BEGIN Input for this task

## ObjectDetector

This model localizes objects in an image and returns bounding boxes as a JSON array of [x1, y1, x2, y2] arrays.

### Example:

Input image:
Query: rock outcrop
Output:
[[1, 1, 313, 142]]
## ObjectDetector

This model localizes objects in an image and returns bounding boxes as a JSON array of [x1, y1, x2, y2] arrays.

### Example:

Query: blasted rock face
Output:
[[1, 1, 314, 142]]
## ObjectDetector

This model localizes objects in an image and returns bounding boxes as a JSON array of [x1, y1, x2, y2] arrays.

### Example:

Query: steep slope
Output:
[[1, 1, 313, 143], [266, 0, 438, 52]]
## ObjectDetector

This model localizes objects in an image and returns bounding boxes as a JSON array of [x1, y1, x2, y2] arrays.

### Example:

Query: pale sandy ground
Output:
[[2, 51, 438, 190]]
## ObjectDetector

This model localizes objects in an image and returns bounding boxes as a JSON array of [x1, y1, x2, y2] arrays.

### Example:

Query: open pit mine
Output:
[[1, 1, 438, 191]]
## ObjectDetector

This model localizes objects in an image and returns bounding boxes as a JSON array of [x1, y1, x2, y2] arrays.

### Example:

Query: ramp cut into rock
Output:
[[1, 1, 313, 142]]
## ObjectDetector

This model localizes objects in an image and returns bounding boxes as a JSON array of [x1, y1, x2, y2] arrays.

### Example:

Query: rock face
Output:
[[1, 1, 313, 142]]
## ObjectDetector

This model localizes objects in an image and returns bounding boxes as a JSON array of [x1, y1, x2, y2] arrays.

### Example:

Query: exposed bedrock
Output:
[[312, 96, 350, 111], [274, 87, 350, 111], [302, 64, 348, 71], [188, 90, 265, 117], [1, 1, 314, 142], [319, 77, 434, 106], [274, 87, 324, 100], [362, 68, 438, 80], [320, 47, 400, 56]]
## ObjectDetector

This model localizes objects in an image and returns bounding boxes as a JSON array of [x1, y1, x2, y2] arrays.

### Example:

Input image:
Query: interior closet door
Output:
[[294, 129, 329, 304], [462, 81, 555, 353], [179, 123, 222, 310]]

END Input for this task

Task to carry out: Output as a Markdown table with columns "Line" and "Content" each line from the start of the records through the line containing "[[1, 1, 438, 191]]", inclusive, numbering the rows and omitting blank lines.

Written solution:
| Line | Content |
|---|---|
| 1 | ## ObjectDetector |
| 2 | This model localizes objects in an image and returns bounding boxes as a JSON array of [x1, y1, x2, y2] arrays. |
| 3 | ### Example: |
| 4 | Input image: |
| 5 | Query: rock outcrop |
| 6 | Output: |
| 7 | [[1, 1, 313, 142]] |
| 8 | ## ObjectDetector |
| 9 | This model localizes objects in an image and returns bounding boxes as a JSON array of [x1, y1, x2, y2] arrays. |
| 10 | ### Example: |
| 11 | Query: blasted rock face |
| 12 | Output: |
| 13 | [[1, 1, 314, 142]] |
| 14 | ## ObjectDetector |
| 15 | This model localizes objects in an image and returns bounding boxes as a JSON array of [x1, y1, x2, y2] arrays. |
| 16 | ### Example: |
| 17 | Query: steep slope |
| 18 | Output: |
| 19 | [[1, 1, 313, 143], [266, 0, 438, 52]] |
| 20 | ## ObjectDetector |
| 21 | This model localizes objects in an image and returns bounding boxes as a JSON array of [x1, y1, x2, y2] arrays. |
| 22 | ### Example: |
| 23 | Query: pale sandy ground |
| 24 | Output: |
| 25 | [[2, 51, 438, 190]] |
| 26 | ## ObjectDetector |
| 27 | This model localizes objects in an image and returns bounding boxes as a JSON array of [x1, y1, x2, y2] arrays. |
| 28 | ### Example: |
| 29 | Query: open pit mine |
| 30 | Output: |
| 31 | [[1, 1, 438, 191]] |